# [EXERCISE INSTRUCTIONS]
**A.** Reproduce everything in the food allergy text from "There are several proteins" down to "malt, and starch.".
**B.** Answer these questions using the food allergy text:
(i) Which enzyme is missing in people who are intolerant to milk sugar?
(ii) What two proteins make up gluten?
(iii) As of what year are labels required to clearly state if a product contains nuts?

# [PAGE TEXT]
Casein is a protein in milk that is used in food manufacturing as a binder. It can appear in nondairy foods, such as soy cheese or nondairy creamer, so milk-sensitive people need to look for casein on food labels.

Intolerance to dairy is specifically an intolerance to milk sugar, or lactose. The body is missing lactase, an enzyme needed to digest milk sugar. Several hours after eating dairy, bloating, abdominal pain, gas, and diarrhea occur.

Some who are lactose intolerant can consume foods with trace amounts of dairy. Yogurt does not cause distress because its amazing bacteria helps to consume lactose fast—so fast that the body doesn’t have time to react to having eaten it.

There are several dairy products on the market that are specially treated for the lactose intolerant, such as lactose-free cheese, milk, and ice cream.

For allergies, all milk products must be avoided. Substitutes include soy, rice, and almond milks, margarine, and a host of other nondairy products, including ice cream, chocolate, cheese, and yogurt. Calcium is an essential element of the diet that must be replaced with calcium-rich vegetables and supplements.

Wheat and Gluten

There are several proteins in wheat that can cause an allergy or intolerance. These proteins give wheat its unique elasticity and make it an excellent binder. For that reason, wheat flour is found in a surprising amount of foods, including ketchup and ice cream. Those with sensitivities must become expert label readers.


Gluten is the most common cause of wheat sensitivity. Gluten is composed of two proteins, glutenin and gliadin. Together, when moistened and agitated, they create elasticity. This elasticity, among other things, allows bread dough to rise.

An allergy or intolerance to a specific protein may include other grains in the same family as wheat (triticea), including barley, rye, and oats. Wheat is also found in other forms that go by different names, including farina, bran, graham, bulgur, durum, semolina, malt, and starch.

To cook without wheat, substitute one tablespoon of wheat flour with one and a half teaspoons (i.e., half the amount) of cornstarch, potato starch, arrowroot starch, rice flour, or tapioca. Larger quantities of flour can be replaced with a more or less equal amount of corn meal, potato flour, or rice flour. Substitution ratios will vary depending on the recipe, so experimentation is recommended.

Celiac disease is an autoimmune disorder of the small bowel. Two wheat proteins, gliadin and glutenin, cannot be modified by enzymes, and the immune system reacts with inflammation that interferes with the absorption of nutrients. Luckily, there are many gluten-free food options available today.


Peanuts and tree nuts are among the most common food allergies. They are so common that nut-free products, restaurants, and even schools are becoming commonplace.

Nut allergies can be severe. Symptoms can include tingling mouth and lips, hives, swelling in the throat, asthma, vomiting, cramps, anaphylaxis, fainting, and unconsciousness. Death can occur as a result of obstruction of airways and extremely low blood pressure.


It is possible to be cross-contaminated by your pets. Pet bedding and food commonly contain nut derivatives. If you have a severe allergy to nuts, look for nut-free dog food, or you may find yourself faced with potentially hazardous drool.

Like wheat, nuts are found in an enormous number of products. As of 2006, labels are required to clearly state if a product contains nuts. Watch for nut-derived ingredients in soup, gravy, chili, ice cream, chocolate, and candy, as well as pet foods and bedding.

Nut oils are difficult to remove by washing, so cross-contamination of nut residue is a real concern. Avoid buffet dining, in which ladles and serving utensils can migrate between foods. Avoid dining out on cuisines that are known to use lots of nuts, including Asian, African, and Mexican. Avoid fried foods, as fryer oil often contains peanut oil. Above all, teach your friends and family to recognize anaphylaxis.

# [GIVEN DATA]
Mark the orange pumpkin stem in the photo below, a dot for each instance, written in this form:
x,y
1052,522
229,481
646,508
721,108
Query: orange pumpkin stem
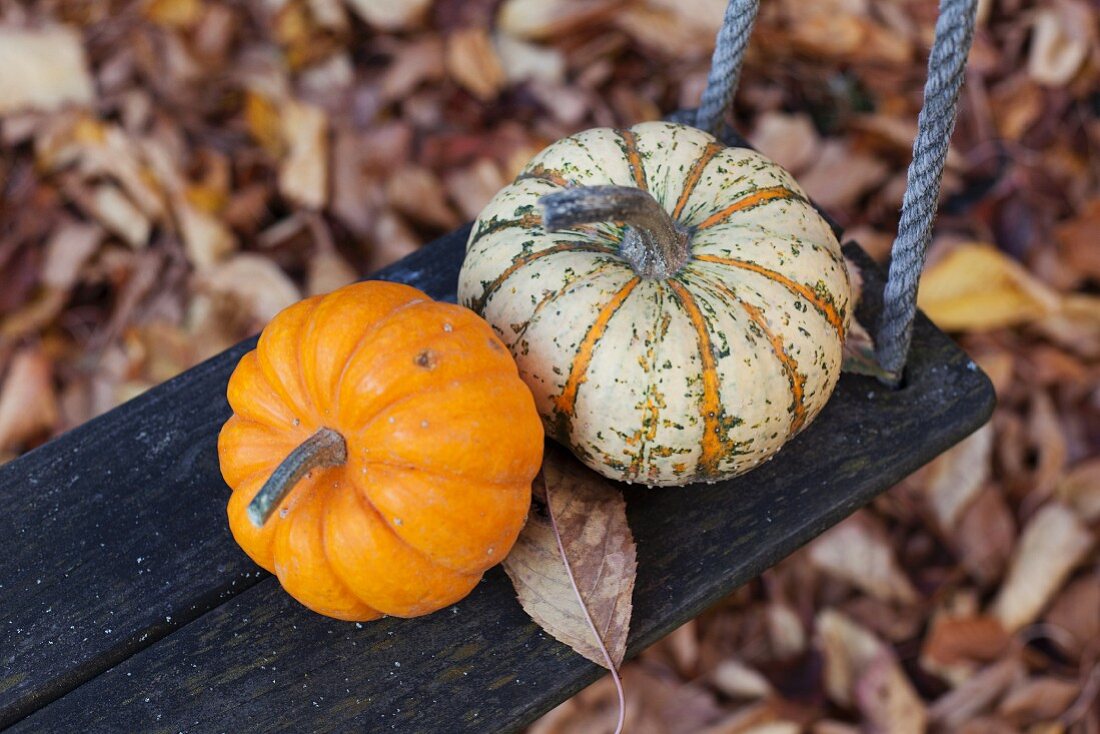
x,y
653,243
325,448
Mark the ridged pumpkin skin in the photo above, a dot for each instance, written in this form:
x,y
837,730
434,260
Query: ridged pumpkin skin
x,y
442,440
697,376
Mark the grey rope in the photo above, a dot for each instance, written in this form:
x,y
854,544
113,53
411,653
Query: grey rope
x,y
946,66
726,64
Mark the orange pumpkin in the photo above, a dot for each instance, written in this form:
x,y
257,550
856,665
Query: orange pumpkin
x,y
381,451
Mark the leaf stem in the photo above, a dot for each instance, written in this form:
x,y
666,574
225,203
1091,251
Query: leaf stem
x,y
653,243
584,607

# [ANSWERS TO THIS EXERCISE]
**A.**
There are several proteins in wheat that can cause an allergy or intolerance. These proteins give wheat its unique elasticity and make it an excellent binder. For that reason, wheat flour is found in a surprising amount of foods, including ketchup and ice cream. Those with sensitivities must become expert label readers.


Gluten is the most common cause of wheat sensitivity. Gluten is composed of two proteins, glutenin and gliadin. Together, when moistened and agitated, they create elasticity. This elasticity, among other things, allows bread dough to rise.

An allergy or intolerance to a specific protein may include other grains in the same family as wheat (triticea), including barley, rye, and oats. Wheat is also found in other forms that go by different names, including farina, bran, graham, bulgur, durum, semolina, malt, and starch.

**B.**
(i) Lactase
(ii) Glutenin and gliadin
(iii) 2006